> _Short problem_
Continue the article about DeMarco's Haddonfield restaurant, Gass & Main, from its last sentence.

In the process, DeMarco has also unexpectedly redefined themself as a chef, whose current focus on updating American nostalgia plates is currently distinctive on the local scene. A longtime reputation for inventive sandwiches and bar food simply didn’t seem to apply to the charming Haddonfield BYOB space that fell into their lap, a 36-seater accessed through an open kitchen that used to be Valente’s Cucina.

Lead server Kyle Massi, the most enthusiastic nonresident Haddonfield booster I’ve ever met, came with the space as a warm holdover from Valente’s. The rest of the room was redecorated with farm tools, tchotchkes, and artifacts — horse collars, ice picks, vintage photos — from DeMarco’s childhood living on Peartree Lane.

It’s quaint in a sit-down BYOB kind of way. And DeMarco knew it was their cue to dive more deeply into what they call “food food.”

“I’m having so much fun taking a break from slinging burgers and putting food on plates again,” says DeMarco, who nonetheless still serves a serious $21 burger and Wagyu hotdog here.

The real fun at Gass & Main, though, lies beyond those upscaled grill house icons. DeMarco, a self-professed “lover of old lady food,” has turned to a collection of vintage American cookbooks, from Betty Crocker to the Time Life series, to fuel an imagination that borrows liberally from those crinkled pages and revives some out-of-fashion highlights with a wink.

> _Data excerpt_
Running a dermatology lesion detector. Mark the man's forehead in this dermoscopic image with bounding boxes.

> _Solved exercise_
Ants on a log has been reinterpreted with chicken liver mousse and brandied cherries, while mac and cheese gets bougie with truffle peelings and sweet English peas to sauce tender gnocchi. Chips and dip hits another level with freshly fried potato chips, house French onion dip, and the briny orange pop of salmon roe. Thick and snappy green spears of grilled Jersey asparagus were delicious enough on their own beneath a frothy flow of ranch-whipped cream. But the smoky crunch of “1990s-style” McCormick imitation bacon bits was the lowbrow move that nearly stole the show. (”They’re vegetarian!” DeMarco says.)

DeMarco’s straight-ahead take on classic chicken croquettes for a special — superbly moist and meaty — is the best I’ve had outside the Dining Car in Northeast Philly, albeit with a current twist of hot honey glaze and pink peppercorns. It was the chef’s best gambit to get proper Haddonfielders to eat with their hands. If that doesn’t work, the chef’s fried green tomato chips with zesty comeback sauce, or the occasional special of crispy duck wings with blood orange-chile puree, surely will.

The chef’s contemporary instincts are obvious in the creative energy devoted to vegan offerings, from a winter flauta with celery root and sweet potatoes, to an artichoke cake meant to evoke crab, but served with vegan hollandaise.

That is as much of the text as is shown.